> [What the task requires]:
Please rewrite the data below, swapping "illuminated" for "lit" and changing nothing else.

Dataset excerpt
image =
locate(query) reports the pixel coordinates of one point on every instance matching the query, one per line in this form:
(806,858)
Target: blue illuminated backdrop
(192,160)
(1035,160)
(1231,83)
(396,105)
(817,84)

> [Answer for the task]:
image =
locate(query) reports the pixel coordinates of one point on every instance matching the query, one per line in this form:
(806,858)
Target: blue lit backdrop
(192,160)
(1035,160)
(1231,83)
(396,105)
(817,84)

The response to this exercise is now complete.